» **GIVEN EXERCISE**:
Render the records from the line containing "mark every wall" through the line containing "[370,4,400,171]" as a two-column CSV with the headers instruction and boxes. Give one row per record, with its text and its answer each in a single quoted field and any line breaks replaced by spaces.

Excerpts from labeled region data:

※ ※ ※

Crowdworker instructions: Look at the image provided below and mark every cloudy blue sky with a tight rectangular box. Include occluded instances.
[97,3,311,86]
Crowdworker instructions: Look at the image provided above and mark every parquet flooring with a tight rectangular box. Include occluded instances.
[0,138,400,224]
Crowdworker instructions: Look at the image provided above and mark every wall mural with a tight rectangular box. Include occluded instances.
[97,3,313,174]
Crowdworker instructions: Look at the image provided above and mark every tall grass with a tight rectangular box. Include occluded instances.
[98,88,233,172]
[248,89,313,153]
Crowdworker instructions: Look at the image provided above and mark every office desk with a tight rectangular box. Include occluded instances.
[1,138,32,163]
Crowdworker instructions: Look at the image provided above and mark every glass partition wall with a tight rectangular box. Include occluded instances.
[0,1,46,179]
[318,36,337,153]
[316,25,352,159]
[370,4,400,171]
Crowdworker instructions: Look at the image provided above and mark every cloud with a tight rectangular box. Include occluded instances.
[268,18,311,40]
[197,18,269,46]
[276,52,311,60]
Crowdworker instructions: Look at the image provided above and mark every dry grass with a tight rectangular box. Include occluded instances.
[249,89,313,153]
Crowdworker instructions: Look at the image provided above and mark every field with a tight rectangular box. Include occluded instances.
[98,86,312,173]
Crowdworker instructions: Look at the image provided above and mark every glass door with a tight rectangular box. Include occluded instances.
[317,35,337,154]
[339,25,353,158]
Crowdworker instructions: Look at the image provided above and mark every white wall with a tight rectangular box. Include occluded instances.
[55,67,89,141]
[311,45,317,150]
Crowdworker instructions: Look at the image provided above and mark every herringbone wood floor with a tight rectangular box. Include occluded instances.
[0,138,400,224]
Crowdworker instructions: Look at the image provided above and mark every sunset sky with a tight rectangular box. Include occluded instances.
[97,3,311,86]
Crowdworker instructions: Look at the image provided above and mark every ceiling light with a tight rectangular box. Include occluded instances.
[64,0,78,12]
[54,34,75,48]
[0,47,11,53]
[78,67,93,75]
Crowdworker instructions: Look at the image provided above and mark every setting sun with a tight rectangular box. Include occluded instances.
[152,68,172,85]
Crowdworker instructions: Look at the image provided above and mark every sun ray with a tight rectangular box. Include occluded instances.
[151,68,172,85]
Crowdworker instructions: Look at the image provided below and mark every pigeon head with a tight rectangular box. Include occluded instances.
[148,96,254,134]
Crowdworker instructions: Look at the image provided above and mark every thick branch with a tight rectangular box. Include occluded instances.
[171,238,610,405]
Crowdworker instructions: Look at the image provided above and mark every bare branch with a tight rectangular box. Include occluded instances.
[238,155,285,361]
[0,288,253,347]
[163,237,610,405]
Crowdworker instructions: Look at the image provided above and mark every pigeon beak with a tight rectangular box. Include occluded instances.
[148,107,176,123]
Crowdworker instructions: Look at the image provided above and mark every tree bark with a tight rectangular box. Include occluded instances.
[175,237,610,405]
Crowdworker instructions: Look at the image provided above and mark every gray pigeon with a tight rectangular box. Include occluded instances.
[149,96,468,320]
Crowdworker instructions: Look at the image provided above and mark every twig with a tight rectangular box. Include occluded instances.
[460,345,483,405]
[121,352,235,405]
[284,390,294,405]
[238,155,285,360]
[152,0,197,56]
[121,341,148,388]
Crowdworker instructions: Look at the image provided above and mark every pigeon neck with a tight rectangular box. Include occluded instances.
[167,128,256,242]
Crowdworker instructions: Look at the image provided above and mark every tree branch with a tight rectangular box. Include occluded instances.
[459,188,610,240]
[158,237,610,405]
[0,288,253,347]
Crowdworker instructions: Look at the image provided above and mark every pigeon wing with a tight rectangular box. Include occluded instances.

※ ※ ※

» **EXPECTED ANSWER**:
instruction,boxes
"Crowdworker instructions: Look at the image provided above and mark every wall mural with a tight rectangular box. Include occluded instances.","[97,3,313,174]"
"Crowdworker instructions: Look at the image provided above and mark every tall grass with a tight rectangular box. Include occluded instances.","[98,88,233,172] [248,89,313,153]"
"Crowdworker instructions: Look at the image provided above and mark every office desk with a tight rectangular box. Include occluded instances.","[1,138,32,163]"
"Crowdworker instructions: Look at the image provided above and mark every glass partition wall with a tight rectangular box. Include occluded instances.","[0,1,46,179] [318,36,337,153] [316,25,352,159] [370,4,400,171]"